## [TASK REQUIREMENTS]
a) In the Amplifier.NET page, copy the text from "Amplifier.NET is a" to "OpenCL kernel code.", substituting "concurrent computation" for "parallel processing".
b) Name every feature in the Features list of the Amplifier.NET page.

## [DOCUMENT]
Amplifier.NET

Write C#. Run on GPU.

Amplifier.NET is a GPU computing library that lets .NET developers harness the power of parallel processing on Intel, NVIDIA, and AMD hardware—without writing a single line of C or OpenCL kernel code.

Why Amplifier.NET?

Modern applications demand massive computational power for machine learning, scientific simulations, image processing, and financial modeling. GPUs can process thousands of operations in parallel, but traditionally require specialized knowledge of OpenCL, CUDA, or shader languages.

Amplifier.NET bridges this gap. Write your compute kernels in familiar C# syntax, and let Amplifier handle the translation to OpenCL, device management, and memory transfers. Your code runs on any OpenCL-compatible device—from integrated Intel graphics to high-end discrete GPUs.

Features

• Pure C# Kernels — Write GPU compute functions using standard C# syntax
• Automatic Translation — C# code is decompiled and translated to OpenCL C99 at runtime
• OpenCL 3.0 Support — Full support for the latest OpenCL specification including optional features
• Cross-Platform — Works on Windows, Linux, and macOS with any OpenCL driver
• Multi-Device — Enumerate and target specific compute devices (CPU, GPU, FPGA)
• Struct Support — Pass custom structs between host and device
• XArray System — Advanced array types with shape manipulation and automatic memory management

Quick Start

Installation

dotnet add package Amplifier.NET

Your First Kernel

Define a kernel class that extends OpenCLFunctions:

using Amplifier.OpenCL;

public class MyKernels : OpenCLFunctions
{
    [OpenCLKernel]
    void VectorAdd([Global] float[] a, [Global] float[] b, [Global] float[] result)
    {
        int i = get_global_id(0);
        result[i] = a[i] + b[i];
    }

    [OpenCLKernel]
    void Scale([Global] float[] data, float factor)
    {
        int i = get_global_id(0);
        data[i] *= factor;
    }
}

Execute on GPU

using Amplifier;

// Initialize the compiler and select a device
var compiler = new OpenCLCompiler();

Console.WriteLine("Available Devices:");
foreach (var device in compiler.Devices)

(Object position labeling entries)

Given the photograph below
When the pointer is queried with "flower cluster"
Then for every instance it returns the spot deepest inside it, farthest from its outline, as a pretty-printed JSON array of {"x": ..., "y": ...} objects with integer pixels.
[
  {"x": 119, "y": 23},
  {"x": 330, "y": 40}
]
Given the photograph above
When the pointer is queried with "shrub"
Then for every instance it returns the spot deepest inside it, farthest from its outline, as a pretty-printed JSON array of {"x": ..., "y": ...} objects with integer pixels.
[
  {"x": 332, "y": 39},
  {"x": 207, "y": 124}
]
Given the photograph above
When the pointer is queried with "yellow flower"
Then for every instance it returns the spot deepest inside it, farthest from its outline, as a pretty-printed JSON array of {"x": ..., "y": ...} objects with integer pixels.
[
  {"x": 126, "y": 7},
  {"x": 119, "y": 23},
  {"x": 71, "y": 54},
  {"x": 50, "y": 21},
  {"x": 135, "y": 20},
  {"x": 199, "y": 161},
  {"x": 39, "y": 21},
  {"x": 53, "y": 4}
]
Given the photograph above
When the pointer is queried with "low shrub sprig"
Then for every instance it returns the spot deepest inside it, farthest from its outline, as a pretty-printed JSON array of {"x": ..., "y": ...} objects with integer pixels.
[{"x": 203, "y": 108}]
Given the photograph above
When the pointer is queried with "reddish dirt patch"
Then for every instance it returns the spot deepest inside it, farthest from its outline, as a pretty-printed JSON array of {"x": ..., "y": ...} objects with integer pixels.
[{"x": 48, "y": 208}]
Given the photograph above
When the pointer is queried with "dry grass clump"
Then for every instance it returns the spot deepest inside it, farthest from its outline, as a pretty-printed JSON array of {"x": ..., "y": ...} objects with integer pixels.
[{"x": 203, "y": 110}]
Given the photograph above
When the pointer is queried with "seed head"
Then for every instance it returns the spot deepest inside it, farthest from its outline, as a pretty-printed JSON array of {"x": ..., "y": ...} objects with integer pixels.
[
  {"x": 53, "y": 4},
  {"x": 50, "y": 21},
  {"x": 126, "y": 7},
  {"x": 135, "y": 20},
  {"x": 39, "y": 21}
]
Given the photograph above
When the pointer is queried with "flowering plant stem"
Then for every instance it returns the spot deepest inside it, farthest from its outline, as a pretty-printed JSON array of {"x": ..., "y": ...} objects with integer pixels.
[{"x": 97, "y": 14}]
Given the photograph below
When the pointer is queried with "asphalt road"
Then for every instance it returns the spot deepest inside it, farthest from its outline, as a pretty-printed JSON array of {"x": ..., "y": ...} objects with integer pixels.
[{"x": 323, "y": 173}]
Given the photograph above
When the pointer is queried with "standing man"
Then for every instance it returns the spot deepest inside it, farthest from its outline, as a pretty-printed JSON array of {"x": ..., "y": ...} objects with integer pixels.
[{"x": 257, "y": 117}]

==

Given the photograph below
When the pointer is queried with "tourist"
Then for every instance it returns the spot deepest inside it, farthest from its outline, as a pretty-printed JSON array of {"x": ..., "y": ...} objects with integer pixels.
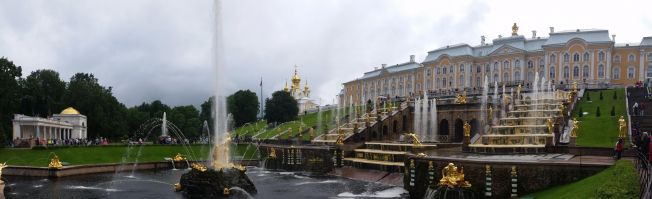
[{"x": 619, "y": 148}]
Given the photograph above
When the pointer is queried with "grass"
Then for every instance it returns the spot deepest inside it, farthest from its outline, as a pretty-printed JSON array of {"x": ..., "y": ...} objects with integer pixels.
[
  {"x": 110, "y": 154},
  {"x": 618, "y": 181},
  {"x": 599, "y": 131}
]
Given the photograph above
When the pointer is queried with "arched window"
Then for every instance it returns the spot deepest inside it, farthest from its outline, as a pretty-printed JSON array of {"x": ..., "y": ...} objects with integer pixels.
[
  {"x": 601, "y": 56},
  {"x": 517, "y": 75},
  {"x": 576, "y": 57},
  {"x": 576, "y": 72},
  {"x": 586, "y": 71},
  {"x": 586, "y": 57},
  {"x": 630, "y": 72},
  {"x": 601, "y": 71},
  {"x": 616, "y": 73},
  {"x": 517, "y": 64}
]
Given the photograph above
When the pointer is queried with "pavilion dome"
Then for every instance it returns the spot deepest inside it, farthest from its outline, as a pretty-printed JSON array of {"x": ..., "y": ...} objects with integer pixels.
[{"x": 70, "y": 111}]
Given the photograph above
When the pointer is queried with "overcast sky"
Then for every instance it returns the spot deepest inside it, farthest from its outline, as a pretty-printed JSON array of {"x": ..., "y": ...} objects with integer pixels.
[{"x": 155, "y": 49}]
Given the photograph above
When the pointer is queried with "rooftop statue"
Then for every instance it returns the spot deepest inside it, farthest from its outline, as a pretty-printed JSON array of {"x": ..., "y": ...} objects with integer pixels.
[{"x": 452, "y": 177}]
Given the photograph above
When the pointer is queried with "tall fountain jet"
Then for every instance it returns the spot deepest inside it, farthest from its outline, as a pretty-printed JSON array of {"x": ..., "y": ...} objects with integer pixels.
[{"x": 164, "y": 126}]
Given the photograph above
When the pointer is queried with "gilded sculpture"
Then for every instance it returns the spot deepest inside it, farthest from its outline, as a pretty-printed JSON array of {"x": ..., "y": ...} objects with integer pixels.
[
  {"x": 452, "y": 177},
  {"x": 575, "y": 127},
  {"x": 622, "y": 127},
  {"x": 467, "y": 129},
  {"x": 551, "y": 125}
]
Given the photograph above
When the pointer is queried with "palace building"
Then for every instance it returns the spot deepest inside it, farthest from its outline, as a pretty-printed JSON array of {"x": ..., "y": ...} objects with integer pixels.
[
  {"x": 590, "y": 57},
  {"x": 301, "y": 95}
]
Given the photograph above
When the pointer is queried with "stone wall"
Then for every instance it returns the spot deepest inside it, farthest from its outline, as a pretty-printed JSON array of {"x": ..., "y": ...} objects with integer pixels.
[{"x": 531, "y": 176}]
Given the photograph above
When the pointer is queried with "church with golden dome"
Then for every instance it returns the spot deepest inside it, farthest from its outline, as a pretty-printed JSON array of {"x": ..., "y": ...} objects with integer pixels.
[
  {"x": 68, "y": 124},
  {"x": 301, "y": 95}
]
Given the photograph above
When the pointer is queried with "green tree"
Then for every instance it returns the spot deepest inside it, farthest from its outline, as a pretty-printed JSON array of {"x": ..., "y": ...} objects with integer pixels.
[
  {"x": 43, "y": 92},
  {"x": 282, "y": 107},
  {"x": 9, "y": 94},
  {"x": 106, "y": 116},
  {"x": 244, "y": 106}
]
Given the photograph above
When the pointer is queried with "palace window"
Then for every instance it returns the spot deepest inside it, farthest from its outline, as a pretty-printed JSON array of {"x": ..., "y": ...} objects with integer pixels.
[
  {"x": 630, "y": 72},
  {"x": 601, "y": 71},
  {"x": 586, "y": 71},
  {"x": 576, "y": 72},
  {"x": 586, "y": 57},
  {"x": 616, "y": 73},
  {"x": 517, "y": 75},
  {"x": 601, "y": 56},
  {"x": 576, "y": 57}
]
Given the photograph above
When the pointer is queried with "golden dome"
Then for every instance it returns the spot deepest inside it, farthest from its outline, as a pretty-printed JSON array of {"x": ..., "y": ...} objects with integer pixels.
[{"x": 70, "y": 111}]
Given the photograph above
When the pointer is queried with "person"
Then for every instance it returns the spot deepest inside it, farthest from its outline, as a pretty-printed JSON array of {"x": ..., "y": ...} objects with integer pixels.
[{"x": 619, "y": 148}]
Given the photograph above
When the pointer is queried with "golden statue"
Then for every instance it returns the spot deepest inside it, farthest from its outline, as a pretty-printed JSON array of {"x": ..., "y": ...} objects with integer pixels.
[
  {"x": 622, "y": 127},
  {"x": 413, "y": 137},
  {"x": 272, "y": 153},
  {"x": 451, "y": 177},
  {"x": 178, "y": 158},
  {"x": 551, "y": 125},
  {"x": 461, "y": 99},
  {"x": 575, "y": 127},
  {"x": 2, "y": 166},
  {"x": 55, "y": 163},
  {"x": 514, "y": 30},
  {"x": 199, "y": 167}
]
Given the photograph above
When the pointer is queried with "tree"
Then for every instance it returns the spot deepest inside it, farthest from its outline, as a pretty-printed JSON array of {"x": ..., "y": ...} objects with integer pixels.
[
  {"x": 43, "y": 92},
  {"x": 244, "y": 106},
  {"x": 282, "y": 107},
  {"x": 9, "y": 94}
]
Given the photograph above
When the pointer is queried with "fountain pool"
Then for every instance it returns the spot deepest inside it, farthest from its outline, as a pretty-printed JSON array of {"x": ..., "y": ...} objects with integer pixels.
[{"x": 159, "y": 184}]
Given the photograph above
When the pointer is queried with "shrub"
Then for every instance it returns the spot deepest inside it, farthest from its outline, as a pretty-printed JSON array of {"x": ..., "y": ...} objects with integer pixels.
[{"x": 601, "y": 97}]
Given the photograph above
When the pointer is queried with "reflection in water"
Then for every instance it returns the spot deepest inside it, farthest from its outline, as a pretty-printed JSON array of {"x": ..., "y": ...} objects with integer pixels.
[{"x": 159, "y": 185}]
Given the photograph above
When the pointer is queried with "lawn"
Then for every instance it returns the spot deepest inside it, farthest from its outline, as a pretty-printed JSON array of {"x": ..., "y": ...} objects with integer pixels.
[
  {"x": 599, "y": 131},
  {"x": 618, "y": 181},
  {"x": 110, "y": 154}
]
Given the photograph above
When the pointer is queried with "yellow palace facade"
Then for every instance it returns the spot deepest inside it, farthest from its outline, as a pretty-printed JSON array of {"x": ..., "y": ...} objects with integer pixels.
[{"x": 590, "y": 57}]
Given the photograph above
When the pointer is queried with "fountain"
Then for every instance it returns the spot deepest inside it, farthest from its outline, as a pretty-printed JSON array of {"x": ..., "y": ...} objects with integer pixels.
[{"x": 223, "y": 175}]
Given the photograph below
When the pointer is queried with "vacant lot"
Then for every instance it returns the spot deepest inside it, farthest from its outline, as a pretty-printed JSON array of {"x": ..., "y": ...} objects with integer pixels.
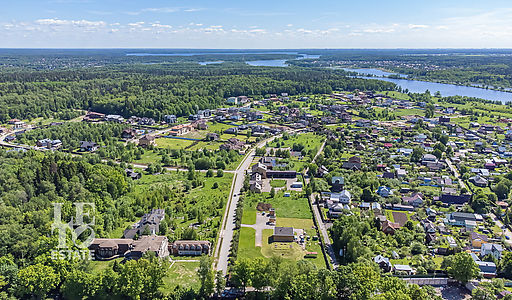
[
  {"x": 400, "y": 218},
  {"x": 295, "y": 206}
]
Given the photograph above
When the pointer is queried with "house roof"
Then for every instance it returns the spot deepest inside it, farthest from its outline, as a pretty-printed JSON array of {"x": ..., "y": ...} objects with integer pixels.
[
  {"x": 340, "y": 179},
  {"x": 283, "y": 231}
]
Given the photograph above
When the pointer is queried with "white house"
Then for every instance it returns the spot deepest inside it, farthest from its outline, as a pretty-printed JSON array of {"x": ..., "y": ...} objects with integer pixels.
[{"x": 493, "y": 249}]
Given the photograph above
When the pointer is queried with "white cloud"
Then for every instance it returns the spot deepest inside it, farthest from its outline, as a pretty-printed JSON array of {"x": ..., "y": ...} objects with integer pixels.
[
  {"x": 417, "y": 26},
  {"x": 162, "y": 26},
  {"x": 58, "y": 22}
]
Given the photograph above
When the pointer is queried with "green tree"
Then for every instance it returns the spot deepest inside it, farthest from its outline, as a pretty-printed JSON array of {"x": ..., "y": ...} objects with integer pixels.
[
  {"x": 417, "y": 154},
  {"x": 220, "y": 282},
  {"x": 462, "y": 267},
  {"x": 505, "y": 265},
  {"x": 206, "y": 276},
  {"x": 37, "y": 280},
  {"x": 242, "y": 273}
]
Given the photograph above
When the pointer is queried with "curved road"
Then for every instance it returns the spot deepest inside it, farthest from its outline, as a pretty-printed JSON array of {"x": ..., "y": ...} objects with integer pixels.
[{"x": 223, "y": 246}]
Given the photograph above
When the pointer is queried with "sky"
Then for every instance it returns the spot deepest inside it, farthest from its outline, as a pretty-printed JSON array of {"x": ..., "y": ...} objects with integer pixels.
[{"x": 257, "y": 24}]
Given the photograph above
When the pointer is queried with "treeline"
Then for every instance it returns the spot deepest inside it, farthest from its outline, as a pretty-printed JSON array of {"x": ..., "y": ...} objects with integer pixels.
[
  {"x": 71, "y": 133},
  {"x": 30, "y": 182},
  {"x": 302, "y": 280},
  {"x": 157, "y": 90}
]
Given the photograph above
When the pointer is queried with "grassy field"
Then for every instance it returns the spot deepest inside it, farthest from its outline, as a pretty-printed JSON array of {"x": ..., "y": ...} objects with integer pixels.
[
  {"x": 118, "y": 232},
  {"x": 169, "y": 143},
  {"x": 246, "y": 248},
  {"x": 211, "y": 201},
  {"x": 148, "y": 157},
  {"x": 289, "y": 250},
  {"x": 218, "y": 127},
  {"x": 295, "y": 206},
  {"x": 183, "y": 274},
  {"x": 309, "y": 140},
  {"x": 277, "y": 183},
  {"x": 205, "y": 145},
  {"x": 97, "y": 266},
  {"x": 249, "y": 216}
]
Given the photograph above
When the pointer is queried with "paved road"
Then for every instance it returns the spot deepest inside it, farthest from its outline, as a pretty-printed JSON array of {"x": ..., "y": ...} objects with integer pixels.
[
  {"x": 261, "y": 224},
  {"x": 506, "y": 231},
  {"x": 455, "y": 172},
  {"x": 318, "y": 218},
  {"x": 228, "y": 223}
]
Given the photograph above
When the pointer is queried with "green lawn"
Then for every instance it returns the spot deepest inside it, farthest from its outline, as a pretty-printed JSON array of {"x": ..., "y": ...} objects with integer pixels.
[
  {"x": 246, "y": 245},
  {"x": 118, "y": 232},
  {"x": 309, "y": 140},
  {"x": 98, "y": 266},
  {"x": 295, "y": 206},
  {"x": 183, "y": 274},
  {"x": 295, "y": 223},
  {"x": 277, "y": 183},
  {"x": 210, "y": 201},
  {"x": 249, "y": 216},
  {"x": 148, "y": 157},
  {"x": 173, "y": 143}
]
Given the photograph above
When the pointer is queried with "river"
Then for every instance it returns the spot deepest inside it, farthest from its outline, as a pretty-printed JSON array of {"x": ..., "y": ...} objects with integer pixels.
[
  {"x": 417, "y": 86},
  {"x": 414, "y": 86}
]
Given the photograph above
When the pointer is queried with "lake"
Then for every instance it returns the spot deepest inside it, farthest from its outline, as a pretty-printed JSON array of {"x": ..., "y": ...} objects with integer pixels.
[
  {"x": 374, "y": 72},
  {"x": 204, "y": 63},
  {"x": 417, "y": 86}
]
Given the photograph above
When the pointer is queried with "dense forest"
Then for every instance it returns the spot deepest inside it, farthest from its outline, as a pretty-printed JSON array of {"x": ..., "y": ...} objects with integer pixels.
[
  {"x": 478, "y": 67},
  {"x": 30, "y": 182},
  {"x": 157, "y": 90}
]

---

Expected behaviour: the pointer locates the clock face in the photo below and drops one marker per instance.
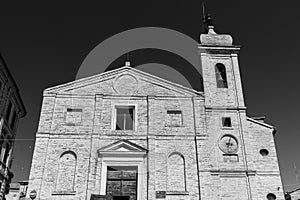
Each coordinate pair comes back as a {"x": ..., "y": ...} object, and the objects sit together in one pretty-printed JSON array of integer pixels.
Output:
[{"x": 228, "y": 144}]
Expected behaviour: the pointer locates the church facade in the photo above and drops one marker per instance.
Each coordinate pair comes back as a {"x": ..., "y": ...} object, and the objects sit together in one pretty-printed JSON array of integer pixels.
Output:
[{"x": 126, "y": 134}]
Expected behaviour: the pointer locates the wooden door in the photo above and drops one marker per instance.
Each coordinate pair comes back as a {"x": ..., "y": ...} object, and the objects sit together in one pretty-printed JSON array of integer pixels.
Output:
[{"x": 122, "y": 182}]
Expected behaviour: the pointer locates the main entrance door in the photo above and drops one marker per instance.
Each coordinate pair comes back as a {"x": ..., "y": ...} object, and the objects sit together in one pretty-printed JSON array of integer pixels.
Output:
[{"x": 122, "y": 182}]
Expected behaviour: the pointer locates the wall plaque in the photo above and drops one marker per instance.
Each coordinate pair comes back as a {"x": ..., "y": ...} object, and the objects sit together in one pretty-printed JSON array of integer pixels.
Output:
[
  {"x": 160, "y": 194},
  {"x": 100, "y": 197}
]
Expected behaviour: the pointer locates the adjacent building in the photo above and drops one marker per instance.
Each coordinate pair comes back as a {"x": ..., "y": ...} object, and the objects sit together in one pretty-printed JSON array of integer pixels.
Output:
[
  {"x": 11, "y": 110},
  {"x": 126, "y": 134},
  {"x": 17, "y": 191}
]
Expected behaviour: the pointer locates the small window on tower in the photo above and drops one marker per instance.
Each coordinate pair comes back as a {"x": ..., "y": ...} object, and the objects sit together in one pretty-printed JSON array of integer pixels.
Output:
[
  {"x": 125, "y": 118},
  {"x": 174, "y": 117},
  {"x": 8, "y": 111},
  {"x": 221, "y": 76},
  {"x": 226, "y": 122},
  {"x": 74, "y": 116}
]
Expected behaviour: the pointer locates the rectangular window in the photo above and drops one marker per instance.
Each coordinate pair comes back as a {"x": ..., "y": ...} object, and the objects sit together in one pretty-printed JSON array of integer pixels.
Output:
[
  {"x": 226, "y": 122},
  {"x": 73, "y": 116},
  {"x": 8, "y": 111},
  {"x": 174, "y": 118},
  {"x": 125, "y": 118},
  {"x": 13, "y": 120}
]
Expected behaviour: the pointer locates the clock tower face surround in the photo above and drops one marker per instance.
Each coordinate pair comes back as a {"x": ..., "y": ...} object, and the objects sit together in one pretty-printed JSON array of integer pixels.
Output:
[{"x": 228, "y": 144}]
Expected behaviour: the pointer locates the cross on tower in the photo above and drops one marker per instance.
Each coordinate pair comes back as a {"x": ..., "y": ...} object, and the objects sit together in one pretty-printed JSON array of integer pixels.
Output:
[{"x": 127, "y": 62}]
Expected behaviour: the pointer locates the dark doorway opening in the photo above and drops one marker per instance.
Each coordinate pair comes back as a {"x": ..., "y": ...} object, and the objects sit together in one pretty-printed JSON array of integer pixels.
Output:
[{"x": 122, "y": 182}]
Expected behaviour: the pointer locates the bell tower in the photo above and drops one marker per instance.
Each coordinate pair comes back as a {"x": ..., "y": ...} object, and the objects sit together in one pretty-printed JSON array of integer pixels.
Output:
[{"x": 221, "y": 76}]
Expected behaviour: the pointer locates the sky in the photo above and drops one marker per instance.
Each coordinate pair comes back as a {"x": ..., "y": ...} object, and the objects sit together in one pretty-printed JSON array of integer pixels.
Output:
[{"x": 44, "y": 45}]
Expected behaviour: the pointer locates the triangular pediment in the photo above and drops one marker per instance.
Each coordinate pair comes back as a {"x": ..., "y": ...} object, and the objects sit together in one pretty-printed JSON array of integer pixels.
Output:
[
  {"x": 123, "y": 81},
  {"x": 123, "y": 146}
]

## [ANSWERS FOR THE EXERCISE]
a)
Amplifier.NET is a GPU computing library that lets .NET developers harness the power of concurrent computation on Intel, NVIDIA, and AMD hardware—without writing a single line of C or OpenCL kernel code.

b)
- Pure C# Kernels
- Automatic Translation
- OpenCL 3.0 Support
- Cross-Platform
- Multi-Device
- Struct Support
- XArray System